_Stated goal A_
In the listing, retype the lines from the line containing "The locator SHOULD return, for each instance of the sculpture's" up to and including the line containing "x=171 y=132".

_Text segment_
— begin —

This is a small library and a bunch of clients to perform various operations on FASTQ files (such as merging partial overlaps, or quality filtering). For now it only works with,

• Illumina output files generated by CASAVA version 1.8.0 or higher (it will support earlier versions of CASAVA soon),
• Paired-end runs.

In this README file you will find information about the following items:

• Obtaining the source code.
• Config file format library requires.
• Merging partially overlapping illumina pairs.
• Quality filtering script for "Complete Overlap" approach described by Eren et al.
• Quality filtering script that uses the method described by Minoche et al.
• Quality filtering script that uses the method described by Bokulich et al.

You can get in touch with me via meren at mbl dot edu.

• Contents
• Obtaining the Source Code
  • Requirements
• Config File Format
  • [general] section
  • [files] section
  • [prefixes] section
• Merging Partially Overlapping Illumina Pairs
  • Example STATS output
  • Recovering high-quality reads from merged reads file
• Quality Filtering
  • "Complete Overlap" analysis for V6
    • Example STATS output
  • Minoche et al.

— end —

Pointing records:

— begin —

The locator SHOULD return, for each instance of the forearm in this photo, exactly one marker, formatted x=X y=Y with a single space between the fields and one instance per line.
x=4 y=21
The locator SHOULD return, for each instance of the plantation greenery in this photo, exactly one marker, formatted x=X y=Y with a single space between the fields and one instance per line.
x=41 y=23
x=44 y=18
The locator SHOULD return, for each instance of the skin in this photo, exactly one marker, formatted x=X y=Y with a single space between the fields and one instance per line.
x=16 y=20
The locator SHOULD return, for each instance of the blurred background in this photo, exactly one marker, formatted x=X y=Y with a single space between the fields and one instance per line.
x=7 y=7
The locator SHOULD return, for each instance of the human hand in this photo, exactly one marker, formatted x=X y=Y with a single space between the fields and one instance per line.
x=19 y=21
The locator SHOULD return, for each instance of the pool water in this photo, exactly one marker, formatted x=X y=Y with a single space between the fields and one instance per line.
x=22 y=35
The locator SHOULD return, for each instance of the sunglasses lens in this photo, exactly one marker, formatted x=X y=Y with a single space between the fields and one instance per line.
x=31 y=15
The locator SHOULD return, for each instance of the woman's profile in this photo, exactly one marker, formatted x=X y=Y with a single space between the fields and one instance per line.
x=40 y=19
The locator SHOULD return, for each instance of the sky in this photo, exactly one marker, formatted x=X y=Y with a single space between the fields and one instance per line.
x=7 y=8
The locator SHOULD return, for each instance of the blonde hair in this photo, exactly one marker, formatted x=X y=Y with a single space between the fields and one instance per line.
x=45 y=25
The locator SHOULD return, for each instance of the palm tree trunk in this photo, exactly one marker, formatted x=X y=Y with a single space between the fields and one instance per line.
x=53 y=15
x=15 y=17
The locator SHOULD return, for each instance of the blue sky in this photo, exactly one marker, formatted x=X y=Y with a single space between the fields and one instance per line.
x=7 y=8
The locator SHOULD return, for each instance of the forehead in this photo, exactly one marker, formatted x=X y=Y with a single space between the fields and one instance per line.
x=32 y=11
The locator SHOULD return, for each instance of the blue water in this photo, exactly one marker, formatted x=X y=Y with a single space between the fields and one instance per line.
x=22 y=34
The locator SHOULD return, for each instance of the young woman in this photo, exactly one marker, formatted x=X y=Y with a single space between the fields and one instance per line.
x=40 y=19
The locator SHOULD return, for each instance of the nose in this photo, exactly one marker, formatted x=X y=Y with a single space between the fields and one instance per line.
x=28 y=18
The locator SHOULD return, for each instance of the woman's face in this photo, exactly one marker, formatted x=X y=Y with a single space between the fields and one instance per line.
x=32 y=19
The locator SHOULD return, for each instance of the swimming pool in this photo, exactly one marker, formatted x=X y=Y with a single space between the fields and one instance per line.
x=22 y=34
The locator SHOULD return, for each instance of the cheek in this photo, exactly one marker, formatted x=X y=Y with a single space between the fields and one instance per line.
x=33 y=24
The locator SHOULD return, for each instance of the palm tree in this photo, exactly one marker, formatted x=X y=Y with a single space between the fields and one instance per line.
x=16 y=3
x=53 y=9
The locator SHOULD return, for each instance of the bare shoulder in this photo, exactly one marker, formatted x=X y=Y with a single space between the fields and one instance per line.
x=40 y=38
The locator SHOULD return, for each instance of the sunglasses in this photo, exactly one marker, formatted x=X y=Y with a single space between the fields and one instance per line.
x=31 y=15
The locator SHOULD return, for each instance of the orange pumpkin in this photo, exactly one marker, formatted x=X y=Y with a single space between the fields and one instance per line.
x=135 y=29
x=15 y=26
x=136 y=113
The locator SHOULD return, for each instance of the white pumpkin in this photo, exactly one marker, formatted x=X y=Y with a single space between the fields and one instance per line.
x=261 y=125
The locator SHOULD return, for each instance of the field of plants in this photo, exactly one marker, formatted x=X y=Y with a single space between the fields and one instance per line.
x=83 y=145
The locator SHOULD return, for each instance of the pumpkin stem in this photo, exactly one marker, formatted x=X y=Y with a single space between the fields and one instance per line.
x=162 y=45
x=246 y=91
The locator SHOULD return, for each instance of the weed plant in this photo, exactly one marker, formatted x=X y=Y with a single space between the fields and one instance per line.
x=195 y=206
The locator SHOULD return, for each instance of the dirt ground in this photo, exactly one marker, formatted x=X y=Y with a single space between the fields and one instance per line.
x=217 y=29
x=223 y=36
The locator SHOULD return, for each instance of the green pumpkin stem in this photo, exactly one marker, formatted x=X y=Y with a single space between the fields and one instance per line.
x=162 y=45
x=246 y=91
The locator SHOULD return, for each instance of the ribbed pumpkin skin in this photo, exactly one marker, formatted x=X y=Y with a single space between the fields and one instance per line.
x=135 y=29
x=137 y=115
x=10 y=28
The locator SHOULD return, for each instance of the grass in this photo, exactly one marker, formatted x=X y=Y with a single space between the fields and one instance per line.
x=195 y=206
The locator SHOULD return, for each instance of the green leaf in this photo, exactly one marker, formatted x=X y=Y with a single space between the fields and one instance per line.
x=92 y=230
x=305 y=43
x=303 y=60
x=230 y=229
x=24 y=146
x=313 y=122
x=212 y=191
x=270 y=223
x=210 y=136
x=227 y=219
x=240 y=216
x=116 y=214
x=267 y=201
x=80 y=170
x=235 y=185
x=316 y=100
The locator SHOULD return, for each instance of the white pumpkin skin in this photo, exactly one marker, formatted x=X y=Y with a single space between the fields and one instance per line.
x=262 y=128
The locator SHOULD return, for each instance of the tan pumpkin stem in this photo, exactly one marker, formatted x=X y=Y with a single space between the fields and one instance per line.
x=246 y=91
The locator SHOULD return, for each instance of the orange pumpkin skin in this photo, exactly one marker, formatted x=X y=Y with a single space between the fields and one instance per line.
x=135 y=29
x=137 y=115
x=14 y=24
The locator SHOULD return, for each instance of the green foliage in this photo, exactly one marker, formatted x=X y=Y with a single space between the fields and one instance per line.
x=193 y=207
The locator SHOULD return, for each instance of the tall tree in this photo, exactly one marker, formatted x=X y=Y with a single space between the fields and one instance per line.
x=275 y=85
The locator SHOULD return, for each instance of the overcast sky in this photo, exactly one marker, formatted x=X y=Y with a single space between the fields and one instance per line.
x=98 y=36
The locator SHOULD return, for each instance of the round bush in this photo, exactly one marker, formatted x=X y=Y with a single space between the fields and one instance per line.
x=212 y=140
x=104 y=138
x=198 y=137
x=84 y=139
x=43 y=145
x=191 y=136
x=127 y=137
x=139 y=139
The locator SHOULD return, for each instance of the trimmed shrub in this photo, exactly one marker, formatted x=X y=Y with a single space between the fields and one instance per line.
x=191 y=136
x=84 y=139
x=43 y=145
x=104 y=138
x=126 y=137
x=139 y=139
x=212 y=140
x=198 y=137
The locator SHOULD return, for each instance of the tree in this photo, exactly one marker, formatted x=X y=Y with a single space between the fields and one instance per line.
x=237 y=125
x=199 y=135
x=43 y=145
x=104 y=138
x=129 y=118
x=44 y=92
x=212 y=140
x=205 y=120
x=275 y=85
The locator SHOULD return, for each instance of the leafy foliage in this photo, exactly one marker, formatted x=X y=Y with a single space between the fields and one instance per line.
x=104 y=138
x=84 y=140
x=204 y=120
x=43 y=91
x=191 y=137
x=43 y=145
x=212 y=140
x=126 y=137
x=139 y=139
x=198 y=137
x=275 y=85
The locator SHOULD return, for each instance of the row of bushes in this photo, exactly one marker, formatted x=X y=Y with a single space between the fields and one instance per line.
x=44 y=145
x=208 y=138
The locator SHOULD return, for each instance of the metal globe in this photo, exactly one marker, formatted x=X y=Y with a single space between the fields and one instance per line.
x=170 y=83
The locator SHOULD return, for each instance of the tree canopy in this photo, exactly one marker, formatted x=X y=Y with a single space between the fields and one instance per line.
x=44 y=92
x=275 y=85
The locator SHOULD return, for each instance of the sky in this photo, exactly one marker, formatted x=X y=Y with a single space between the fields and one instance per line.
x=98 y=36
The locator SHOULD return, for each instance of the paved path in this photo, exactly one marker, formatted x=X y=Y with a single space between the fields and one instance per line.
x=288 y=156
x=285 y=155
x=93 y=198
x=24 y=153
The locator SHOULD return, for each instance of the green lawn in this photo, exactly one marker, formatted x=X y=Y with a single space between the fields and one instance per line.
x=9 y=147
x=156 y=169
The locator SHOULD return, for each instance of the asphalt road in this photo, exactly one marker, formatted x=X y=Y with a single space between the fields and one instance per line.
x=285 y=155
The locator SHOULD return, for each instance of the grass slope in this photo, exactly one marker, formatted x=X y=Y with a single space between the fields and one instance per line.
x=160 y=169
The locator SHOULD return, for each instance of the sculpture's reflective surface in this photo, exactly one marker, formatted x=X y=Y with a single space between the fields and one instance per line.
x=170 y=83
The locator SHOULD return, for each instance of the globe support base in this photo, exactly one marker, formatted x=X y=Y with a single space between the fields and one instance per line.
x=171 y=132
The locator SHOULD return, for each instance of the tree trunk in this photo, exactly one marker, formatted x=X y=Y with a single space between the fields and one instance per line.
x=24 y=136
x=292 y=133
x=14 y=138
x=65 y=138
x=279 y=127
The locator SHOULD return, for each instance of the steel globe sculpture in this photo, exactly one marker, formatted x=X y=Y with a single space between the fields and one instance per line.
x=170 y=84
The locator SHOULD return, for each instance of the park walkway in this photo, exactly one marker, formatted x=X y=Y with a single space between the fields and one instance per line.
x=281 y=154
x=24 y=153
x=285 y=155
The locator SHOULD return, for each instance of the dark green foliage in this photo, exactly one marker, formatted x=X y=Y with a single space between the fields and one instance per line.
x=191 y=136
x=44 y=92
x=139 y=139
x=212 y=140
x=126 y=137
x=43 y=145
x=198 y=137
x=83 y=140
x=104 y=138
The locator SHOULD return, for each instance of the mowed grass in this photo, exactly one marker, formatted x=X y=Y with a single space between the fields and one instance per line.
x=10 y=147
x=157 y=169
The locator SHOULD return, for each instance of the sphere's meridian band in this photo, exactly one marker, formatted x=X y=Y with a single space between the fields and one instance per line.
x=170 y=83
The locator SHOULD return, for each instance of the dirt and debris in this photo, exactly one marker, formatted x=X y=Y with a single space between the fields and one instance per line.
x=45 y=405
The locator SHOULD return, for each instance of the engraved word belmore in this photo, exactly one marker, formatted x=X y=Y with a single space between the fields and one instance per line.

— end —

_Stated goal B_
Echo the passage of the FASTQ library README from "In this README" up to and including "Eren et al.".

_Exercise result A_
The locator SHOULD return, for each instance of the sculpture's reflective surface in this photo, exactly one marker, formatted x=X y=Y with a single space between the fields and one instance per line.
x=170 y=83
The locator SHOULD return, for each instance of the globe support base in this photo, exactly one marker, formatted x=X y=Y with a single space between the fields and one instance per line.
x=171 y=132

_Exercise result B_
In this README file you will find information about the following items:

• Obtaining the source code.
• Config file format library requires.
• Merging partially overlapping illumina pairs.
• Quality filtering script for "Complete Overlap" approach described by Eren et al.